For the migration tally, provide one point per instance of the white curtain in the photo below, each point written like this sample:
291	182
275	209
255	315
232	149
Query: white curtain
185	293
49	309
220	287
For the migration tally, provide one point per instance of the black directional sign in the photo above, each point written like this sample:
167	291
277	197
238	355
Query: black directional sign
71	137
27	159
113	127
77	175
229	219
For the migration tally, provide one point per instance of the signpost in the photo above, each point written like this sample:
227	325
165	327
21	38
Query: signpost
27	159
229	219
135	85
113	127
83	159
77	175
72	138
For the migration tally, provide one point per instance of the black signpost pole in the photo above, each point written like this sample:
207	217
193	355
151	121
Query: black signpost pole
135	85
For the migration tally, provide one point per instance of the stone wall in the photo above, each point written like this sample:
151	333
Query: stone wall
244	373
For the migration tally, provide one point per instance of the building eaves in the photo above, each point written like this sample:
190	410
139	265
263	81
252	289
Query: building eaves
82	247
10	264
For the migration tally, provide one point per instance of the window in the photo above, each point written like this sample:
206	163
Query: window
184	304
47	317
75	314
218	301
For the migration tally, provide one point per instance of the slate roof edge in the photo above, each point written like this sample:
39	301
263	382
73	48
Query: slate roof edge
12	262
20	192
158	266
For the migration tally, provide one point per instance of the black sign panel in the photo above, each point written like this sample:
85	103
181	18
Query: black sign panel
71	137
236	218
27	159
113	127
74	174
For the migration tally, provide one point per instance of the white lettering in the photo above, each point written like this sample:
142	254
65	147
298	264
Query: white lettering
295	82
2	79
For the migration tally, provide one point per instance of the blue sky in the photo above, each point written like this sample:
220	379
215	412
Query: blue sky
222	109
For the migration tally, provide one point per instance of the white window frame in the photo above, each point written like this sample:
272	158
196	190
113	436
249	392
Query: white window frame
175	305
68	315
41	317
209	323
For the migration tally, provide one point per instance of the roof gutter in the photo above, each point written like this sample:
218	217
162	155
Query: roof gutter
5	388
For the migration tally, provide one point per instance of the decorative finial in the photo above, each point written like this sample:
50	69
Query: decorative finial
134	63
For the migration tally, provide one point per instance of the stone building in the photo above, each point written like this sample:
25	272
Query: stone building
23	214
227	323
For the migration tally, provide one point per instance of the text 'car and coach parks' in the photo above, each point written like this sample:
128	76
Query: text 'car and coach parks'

▶ [WHAT IS ASKED]
Output every entry shown above, exactly.

▶ [COMPLETED TASK]
For the migration tally, provide one point per instance of the white curtain in the photo below, each point written like this sample:
291	182
275	209
255	315
232	149
Query: white curtain
185	293
49	309
220	287
For the migration tally, provide one point per instance of the black directional sign in the photo above, each point written like this sample:
167	291
277	197
238	355
Query: black directional sign
71	137
27	159
113	127
77	175
229	219
For the migration tally, provide one point per instance of the signpost in the photo above, each point written like this sample:
227	325
165	327
21	38
Query: signpost
27	159
229	219
135	85
113	127
83	159
77	175
72	138
For the migration tally, provide one point per instance of the black signpost pole in the photo above, each point written like this sample:
207	217
193	355
151	121
Query: black signpost pole
135	85
For the migration tally, provide one point per instance of the stone wall in the photo above, each point written like this sample:
151	333
Query: stone wall
244	373
For the migration tally, provide one point per instance of the building eaves in the photo above, each point written like this sample:
190	410
139	265
263	81
252	289
Query: building eaves
82	247
10	264
For the migration tally, provide one point per instance of the window in the photo above, each point written like this sample:
206	163
Query: window
184	304
47	317
75	314
218	301
For the migration tally, provide one point per instance of the slate roof edge in the photo above, each point written like this sample:
39	301
263	382
73	48
Query: slate roof edge
12	262
20	192
158	266
For the migration tally, provide one point per instance of the black sign panel in the photo above, each point written like this sample:
85	103
181	18
Query: black sign panel
71	137
236	218
27	159
113	127
74	174
For the migration tally, provide one point per instance of the white lettering in the photo above, each point written like this sample:
142	254
65	147
298	264
Query: white lettering
295	82
2	79
For the migration tally, provide one point per instance of the blue sky in the photo above, each point written like this sample:
220	379
215	412
Query: blue sky
222	109
For the migration tally, provide one point per instance of the white window frame in the photo above, each point written like this sample:
272	158
196	190
113	436
249	392
Query: white window frame
175	305
68	315
41	317
209	323
For the migration tally, provide one point per instance of the roof gutter in the photo above, each point written like this sample:
218	217
162	155
Query: roof gutter
5	388
For the migration tally, provide one point per instance of the decorative finial in the photo above, each point written like this sample:
50	69
Query: decorative finial
134	63
For the migration tally, provide one point per instance of the stone building in the photo above, each point written like this sample:
25	272
Query: stone building
23	214
227	323
For the migration tally, provide one point per instance of the text 'car and coach parks' in the photo above, each point written like this sample:
128	76
Query: text 'car and coach parks'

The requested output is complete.